[Region pointing data]
**********
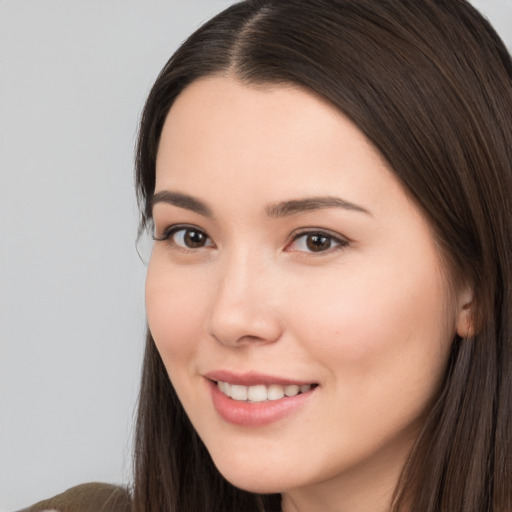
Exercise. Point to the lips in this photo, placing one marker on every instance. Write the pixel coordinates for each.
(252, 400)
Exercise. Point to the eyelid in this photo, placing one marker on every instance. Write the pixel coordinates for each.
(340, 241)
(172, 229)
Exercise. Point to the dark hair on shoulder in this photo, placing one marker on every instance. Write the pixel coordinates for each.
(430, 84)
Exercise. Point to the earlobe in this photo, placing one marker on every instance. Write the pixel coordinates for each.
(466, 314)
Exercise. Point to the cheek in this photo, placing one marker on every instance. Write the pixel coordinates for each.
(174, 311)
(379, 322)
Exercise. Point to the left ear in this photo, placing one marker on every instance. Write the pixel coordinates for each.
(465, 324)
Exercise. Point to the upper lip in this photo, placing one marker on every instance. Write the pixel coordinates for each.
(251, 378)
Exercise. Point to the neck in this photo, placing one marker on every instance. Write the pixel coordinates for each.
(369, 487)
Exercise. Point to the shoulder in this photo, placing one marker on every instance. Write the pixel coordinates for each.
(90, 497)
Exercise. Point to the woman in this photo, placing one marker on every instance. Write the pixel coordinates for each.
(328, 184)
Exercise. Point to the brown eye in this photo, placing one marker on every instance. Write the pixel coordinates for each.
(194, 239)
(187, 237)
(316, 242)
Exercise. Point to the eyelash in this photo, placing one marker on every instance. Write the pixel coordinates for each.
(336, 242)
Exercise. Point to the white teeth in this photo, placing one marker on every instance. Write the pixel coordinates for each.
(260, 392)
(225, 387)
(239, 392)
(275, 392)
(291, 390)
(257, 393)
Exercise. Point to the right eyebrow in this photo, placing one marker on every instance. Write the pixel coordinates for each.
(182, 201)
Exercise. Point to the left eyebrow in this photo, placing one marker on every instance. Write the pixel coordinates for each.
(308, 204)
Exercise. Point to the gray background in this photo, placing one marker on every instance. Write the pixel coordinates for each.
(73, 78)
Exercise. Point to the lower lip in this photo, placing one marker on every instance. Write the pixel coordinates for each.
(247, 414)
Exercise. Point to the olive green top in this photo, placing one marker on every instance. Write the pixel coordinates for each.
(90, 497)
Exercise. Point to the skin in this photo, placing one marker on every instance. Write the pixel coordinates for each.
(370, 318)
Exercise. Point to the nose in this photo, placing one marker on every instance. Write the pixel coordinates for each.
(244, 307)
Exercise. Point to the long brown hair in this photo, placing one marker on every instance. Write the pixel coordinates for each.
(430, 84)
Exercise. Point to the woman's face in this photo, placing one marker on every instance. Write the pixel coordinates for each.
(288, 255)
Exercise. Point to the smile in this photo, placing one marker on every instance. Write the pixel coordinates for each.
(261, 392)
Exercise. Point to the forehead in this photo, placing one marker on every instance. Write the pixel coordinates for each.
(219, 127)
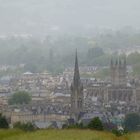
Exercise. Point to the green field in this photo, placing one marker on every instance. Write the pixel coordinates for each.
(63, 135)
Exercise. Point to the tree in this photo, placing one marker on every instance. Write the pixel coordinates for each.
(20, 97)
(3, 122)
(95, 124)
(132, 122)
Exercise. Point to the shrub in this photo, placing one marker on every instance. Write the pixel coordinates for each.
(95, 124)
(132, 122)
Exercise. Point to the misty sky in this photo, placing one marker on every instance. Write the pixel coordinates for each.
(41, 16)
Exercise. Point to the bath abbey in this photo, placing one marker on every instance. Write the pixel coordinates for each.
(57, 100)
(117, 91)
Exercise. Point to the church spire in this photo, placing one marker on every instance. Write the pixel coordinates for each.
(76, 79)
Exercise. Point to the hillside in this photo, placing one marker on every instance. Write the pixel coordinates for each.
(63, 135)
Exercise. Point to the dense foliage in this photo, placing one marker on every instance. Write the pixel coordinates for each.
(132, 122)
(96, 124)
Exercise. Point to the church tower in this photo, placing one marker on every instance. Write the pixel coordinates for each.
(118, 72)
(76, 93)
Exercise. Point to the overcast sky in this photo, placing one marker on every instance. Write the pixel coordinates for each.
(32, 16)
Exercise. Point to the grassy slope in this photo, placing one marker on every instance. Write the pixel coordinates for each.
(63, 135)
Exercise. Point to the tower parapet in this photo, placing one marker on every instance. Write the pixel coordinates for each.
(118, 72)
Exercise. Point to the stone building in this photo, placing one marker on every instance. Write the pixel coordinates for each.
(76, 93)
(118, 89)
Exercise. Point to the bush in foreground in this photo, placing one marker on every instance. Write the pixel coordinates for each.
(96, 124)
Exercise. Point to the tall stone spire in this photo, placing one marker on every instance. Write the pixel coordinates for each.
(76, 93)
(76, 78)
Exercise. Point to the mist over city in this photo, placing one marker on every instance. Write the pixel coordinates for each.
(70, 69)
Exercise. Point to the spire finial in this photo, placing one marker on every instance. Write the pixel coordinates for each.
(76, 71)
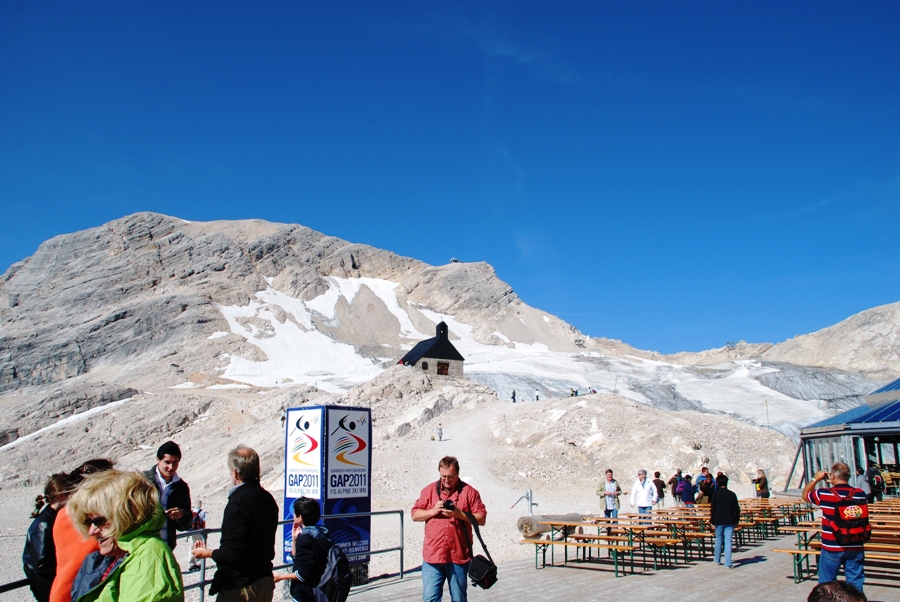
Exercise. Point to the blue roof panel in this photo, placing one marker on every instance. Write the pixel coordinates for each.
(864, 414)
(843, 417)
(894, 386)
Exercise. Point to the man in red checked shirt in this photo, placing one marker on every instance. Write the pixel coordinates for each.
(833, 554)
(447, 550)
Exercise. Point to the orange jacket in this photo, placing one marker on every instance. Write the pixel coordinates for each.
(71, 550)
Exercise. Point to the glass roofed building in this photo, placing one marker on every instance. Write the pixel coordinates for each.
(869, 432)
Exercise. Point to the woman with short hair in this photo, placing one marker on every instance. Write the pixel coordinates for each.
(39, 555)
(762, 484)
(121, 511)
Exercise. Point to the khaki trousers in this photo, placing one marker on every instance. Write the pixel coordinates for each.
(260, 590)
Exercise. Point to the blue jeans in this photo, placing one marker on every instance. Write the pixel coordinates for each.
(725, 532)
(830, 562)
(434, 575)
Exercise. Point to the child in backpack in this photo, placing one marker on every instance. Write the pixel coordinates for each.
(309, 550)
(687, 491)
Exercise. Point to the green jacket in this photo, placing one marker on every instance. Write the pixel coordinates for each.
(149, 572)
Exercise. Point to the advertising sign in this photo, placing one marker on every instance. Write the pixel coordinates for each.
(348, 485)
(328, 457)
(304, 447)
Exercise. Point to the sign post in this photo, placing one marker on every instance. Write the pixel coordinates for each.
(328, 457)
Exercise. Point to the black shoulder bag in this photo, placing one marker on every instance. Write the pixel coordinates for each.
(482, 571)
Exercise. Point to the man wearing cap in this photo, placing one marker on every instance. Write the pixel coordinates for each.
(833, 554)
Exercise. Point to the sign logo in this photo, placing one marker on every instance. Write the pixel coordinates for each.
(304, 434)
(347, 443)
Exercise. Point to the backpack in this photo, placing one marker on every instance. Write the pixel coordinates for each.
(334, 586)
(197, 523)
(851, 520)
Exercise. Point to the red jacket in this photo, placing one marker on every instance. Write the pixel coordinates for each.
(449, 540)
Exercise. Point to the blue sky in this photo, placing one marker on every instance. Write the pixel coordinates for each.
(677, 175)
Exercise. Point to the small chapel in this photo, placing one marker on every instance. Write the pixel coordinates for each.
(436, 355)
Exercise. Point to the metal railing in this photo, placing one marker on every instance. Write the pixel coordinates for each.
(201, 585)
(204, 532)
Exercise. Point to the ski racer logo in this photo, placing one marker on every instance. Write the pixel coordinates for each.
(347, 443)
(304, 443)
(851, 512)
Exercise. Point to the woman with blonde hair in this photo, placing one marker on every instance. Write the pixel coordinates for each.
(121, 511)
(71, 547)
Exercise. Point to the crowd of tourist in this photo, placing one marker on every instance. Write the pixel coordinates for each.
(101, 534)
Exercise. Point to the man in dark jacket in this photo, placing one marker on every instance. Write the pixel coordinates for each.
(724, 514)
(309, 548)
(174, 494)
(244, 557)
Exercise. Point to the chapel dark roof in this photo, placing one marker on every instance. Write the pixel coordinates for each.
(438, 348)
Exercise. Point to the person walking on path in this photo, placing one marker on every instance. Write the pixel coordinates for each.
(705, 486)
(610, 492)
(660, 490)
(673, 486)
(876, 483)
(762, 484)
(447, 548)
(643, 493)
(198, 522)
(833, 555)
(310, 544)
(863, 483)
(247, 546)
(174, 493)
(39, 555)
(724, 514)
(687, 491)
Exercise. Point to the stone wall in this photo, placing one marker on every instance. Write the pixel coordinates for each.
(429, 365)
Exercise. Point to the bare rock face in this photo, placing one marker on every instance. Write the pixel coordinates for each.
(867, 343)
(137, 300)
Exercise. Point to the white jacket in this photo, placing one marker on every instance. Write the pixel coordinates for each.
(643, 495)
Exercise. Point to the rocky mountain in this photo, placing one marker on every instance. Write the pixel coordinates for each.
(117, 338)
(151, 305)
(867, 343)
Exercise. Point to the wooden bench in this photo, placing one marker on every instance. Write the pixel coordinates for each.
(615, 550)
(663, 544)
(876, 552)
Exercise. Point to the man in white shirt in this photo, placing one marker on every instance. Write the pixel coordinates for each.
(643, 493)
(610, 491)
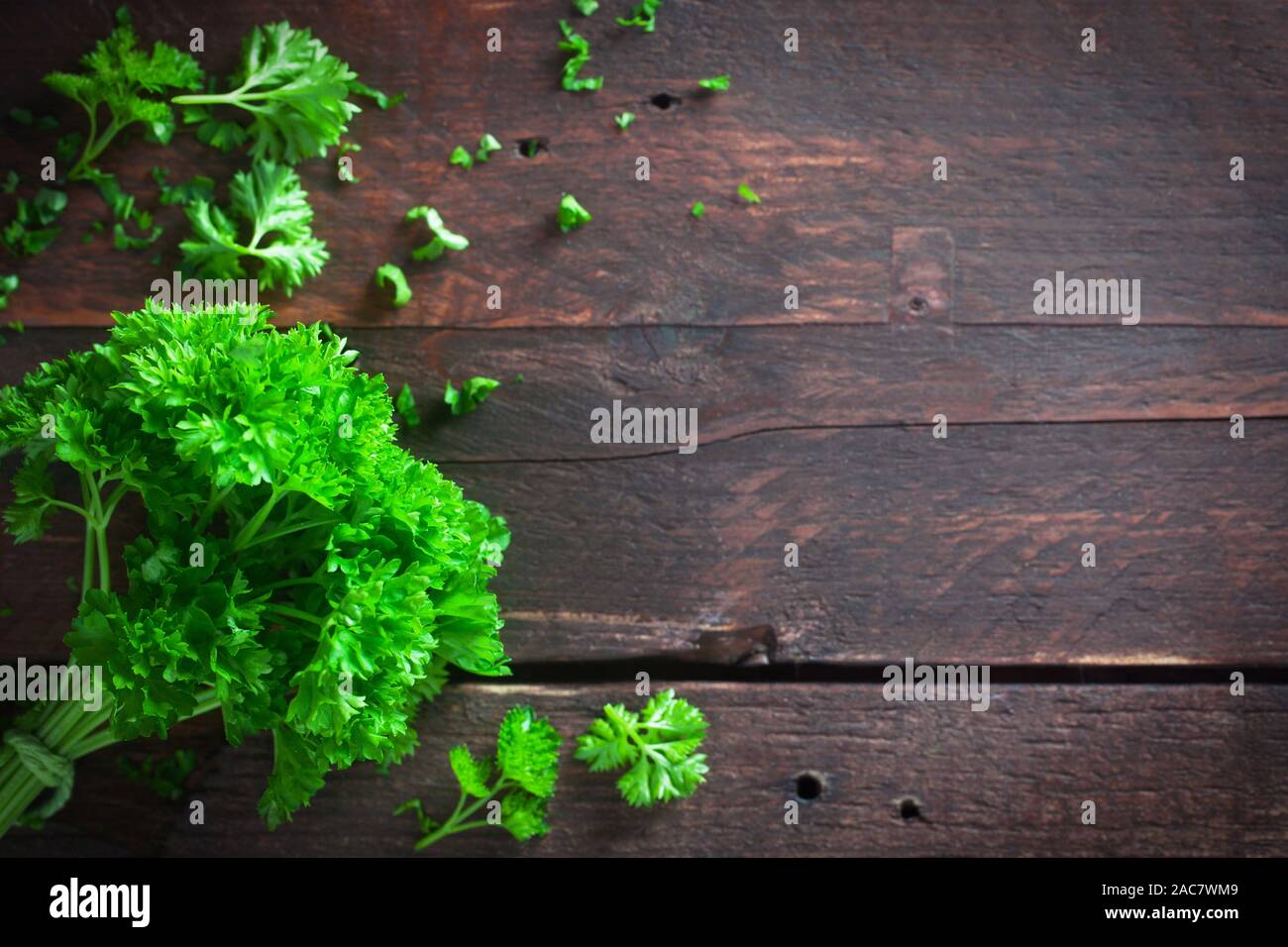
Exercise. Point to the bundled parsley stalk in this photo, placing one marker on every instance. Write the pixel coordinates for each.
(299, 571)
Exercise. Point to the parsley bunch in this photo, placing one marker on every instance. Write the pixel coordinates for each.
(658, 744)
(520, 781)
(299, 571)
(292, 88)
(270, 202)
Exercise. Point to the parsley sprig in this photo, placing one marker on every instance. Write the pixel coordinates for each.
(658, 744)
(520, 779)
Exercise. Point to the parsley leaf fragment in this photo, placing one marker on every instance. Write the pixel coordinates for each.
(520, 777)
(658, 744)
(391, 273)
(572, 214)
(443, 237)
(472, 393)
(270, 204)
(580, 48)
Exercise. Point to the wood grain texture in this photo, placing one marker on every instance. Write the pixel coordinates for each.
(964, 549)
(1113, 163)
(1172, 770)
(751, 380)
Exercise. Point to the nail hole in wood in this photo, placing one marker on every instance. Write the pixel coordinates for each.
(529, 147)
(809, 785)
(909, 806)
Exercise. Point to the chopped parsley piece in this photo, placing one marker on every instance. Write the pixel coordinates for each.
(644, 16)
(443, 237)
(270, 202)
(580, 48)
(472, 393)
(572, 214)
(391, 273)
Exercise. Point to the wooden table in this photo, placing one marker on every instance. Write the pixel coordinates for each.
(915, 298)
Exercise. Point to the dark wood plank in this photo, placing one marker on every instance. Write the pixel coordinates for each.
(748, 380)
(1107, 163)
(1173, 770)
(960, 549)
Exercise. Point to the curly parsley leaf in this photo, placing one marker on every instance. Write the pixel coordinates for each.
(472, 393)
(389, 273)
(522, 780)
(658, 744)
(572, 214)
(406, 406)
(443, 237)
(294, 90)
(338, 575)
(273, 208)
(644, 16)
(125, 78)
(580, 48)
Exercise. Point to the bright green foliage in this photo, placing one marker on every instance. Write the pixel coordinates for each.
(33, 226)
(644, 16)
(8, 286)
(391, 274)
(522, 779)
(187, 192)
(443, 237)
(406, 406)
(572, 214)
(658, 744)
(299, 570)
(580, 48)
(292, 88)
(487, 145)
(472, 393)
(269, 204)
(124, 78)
**********
# TASK INSTRUCTIONS:
Nothing but the lines from the one containing "Exercise. Point to the dark wood" through the final line of the data above is to be reproduced, each exactly as written.

# SOLUTION TO THE EXERCISE:
Exercise. Point to the dark wood plank in this photo, placing one marker on every instance. Write the pixel coordinates for each.
(748, 380)
(1107, 163)
(1173, 770)
(960, 549)
Exercise. Point to the curly parsley leaf in this photo, placing one marker on every instance. Write the pixel coordinates for each.
(472, 393)
(389, 273)
(522, 780)
(658, 744)
(572, 214)
(406, 406)
(443, 237)
(294, 90)
(338, 575)
(273, 208)
(644, 16)
(125, 78)
(580, 48)
Exercise. Point to the bright green foliage in this photo, placing one marker on every instance. Write the pixel coordinates for each.
(33, 226)
(644, 16)
(8, 286)
(391, 274)
(522, 779)
(187, 192)
(443, 237)
(406, 406)
(572, 214)
(658, 744)
(299, 570)
(580, 48)
(292, 88)
(487, 145)
(472, 393)
(269, 204)
(124, 78)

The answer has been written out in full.